GIVEN TASK. Could you copy, word for word, only the lines from the one containing "of the drawer" through the last line of the records below, both included?

--- Start of EXCERPTED DATA ---

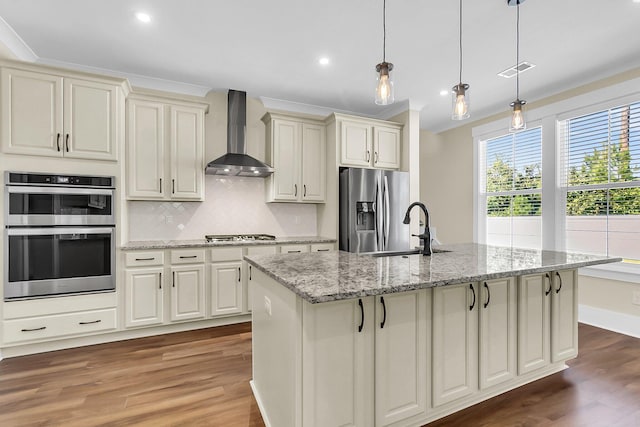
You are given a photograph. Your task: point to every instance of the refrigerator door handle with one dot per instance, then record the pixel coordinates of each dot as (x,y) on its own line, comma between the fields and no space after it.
(387,212)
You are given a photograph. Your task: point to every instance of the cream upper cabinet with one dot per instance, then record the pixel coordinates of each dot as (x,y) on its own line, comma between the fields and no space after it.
(369,143)
(296,149)
(165,159)
(55,115)
(498,332)
(455,337)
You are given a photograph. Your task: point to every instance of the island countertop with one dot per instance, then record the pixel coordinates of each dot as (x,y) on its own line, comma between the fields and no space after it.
(332,276)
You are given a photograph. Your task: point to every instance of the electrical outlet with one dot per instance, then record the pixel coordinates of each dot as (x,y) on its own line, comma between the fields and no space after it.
(636,298)
(267,305)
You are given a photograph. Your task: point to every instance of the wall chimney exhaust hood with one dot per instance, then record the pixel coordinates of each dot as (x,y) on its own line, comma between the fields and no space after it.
(237,162)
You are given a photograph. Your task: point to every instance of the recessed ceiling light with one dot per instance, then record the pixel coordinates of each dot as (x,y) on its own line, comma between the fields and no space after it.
(143,17)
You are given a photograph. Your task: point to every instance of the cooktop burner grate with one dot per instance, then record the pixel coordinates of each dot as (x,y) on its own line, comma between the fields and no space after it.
(238,237)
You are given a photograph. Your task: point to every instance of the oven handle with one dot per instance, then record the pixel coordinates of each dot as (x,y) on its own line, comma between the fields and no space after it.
(59,190)
(58,230)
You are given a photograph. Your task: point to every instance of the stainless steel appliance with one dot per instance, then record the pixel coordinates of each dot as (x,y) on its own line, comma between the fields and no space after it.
(372,209)
(59,236)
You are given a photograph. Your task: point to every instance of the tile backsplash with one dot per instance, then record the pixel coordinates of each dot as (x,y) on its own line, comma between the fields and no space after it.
(232,205)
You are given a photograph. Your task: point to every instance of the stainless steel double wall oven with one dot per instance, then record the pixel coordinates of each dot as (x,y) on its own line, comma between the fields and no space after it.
(59,235)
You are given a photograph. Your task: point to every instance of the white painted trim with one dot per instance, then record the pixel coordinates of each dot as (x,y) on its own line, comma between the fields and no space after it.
(620,271)
(263,412)
(610,320)
(15,44)
(135,79)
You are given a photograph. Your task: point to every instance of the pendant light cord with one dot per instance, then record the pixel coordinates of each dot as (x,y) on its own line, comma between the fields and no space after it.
(518,51)
(460,42)
(384,30)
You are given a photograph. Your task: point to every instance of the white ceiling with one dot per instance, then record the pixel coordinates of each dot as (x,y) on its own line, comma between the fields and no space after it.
(271,48)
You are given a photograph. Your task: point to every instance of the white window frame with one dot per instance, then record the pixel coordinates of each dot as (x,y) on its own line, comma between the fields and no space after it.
(553,214)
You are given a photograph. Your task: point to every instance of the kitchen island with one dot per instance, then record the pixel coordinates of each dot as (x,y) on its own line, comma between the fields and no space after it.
(345,339)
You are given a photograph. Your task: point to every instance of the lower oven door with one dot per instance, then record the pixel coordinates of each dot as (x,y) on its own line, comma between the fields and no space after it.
(56,261)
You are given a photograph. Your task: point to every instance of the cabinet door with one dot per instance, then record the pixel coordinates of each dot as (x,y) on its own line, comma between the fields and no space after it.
(187,292)
(31,113)
(564,316)
(143,298)
(146,149)
(187,153)
(498,332)
(386,147)
(314,163)
(355,144)
(226,288)
(286,160)
(90,120)
(337,367)
(534,296)
(401,357)
(455,343)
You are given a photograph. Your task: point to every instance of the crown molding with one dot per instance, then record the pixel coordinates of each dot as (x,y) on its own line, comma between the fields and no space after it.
(15,44)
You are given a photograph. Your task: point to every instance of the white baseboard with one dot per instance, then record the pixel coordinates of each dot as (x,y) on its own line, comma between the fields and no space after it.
(611,320)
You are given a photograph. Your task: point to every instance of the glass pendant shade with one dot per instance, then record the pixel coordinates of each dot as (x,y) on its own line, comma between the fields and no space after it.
(460,101)
(517,116)
(384,84)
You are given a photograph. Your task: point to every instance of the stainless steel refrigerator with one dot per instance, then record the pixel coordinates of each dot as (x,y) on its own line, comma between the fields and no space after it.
(372,207)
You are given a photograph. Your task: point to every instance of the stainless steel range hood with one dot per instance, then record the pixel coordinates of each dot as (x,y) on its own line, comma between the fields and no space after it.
(237,161)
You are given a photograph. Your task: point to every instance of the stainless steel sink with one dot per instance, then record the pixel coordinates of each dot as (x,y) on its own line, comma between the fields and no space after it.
(402,253)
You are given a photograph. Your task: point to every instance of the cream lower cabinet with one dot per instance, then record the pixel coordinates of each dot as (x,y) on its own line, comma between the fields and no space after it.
(165,141)
(547,319)
(296,148)
(49,114)
(354,347)
(144,297)
(455,342)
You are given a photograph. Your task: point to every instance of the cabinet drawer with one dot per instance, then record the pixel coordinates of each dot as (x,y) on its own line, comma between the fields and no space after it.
(293,249)
(226,254)
(143,259)
(187,256)
(262,250)
(45,327)
(323,247)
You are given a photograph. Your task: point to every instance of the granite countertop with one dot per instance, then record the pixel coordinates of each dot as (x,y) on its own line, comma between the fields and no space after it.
(174,244)
(332,276)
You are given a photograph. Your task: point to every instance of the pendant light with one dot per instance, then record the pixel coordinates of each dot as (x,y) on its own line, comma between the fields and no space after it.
(384,84)
(517,115)
(460,92)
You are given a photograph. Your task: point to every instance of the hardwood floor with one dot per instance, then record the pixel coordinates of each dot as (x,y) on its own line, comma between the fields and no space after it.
(201,378)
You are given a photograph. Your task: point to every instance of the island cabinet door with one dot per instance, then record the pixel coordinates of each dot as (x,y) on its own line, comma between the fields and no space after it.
(401,356)
(455,342)
(564,316)
(534,296)
(498,331)
(337,369)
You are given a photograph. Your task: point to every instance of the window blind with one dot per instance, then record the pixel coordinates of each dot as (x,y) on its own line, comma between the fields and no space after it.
(601,182)
(512,188)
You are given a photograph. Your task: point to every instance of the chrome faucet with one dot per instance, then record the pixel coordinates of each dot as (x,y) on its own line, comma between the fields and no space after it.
(426,235)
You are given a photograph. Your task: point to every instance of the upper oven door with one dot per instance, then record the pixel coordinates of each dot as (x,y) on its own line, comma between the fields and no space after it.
(30,205)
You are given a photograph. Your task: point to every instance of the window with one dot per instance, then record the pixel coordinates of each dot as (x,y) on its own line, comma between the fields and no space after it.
(511,189)
(601,182)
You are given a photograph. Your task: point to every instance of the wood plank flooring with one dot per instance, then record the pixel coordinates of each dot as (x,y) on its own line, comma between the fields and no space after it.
(200,378)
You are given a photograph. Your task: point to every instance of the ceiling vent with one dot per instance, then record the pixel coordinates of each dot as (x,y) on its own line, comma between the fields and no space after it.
(512,71)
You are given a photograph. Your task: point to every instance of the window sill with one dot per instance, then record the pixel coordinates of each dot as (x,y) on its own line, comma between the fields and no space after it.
(624,272)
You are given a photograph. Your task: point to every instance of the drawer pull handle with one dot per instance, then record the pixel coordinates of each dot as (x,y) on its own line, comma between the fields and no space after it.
(41,328)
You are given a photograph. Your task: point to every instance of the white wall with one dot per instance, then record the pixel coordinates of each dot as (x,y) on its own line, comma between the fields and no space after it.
(233,205)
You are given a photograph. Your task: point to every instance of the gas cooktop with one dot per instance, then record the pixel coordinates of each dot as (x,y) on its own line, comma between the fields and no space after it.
(238,237)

--- End of EXCERPTED DATA ---

TASK RESULT.
You are given a photograph. Your task: point to every instance of the drawer pull handle with one dot per instance, then record the pixel coordinates of each dot as (x,y) on its own line, comma between the fields and no space after it.
(41,328)
You are given a photograph. Your task: point to every instance of the white wall with one dot per instance, then record the pixel coordinates of each dot as (x,y) on its own line, comma between the fields and no space after it.
(233,205)
You are given a photograph. Your task: point to every instance of the gas cooktop with one dot per instance, then record the pixel coordinates of each dot as (x,y) on its own line, comma between the fields and no space after it.
(238,237)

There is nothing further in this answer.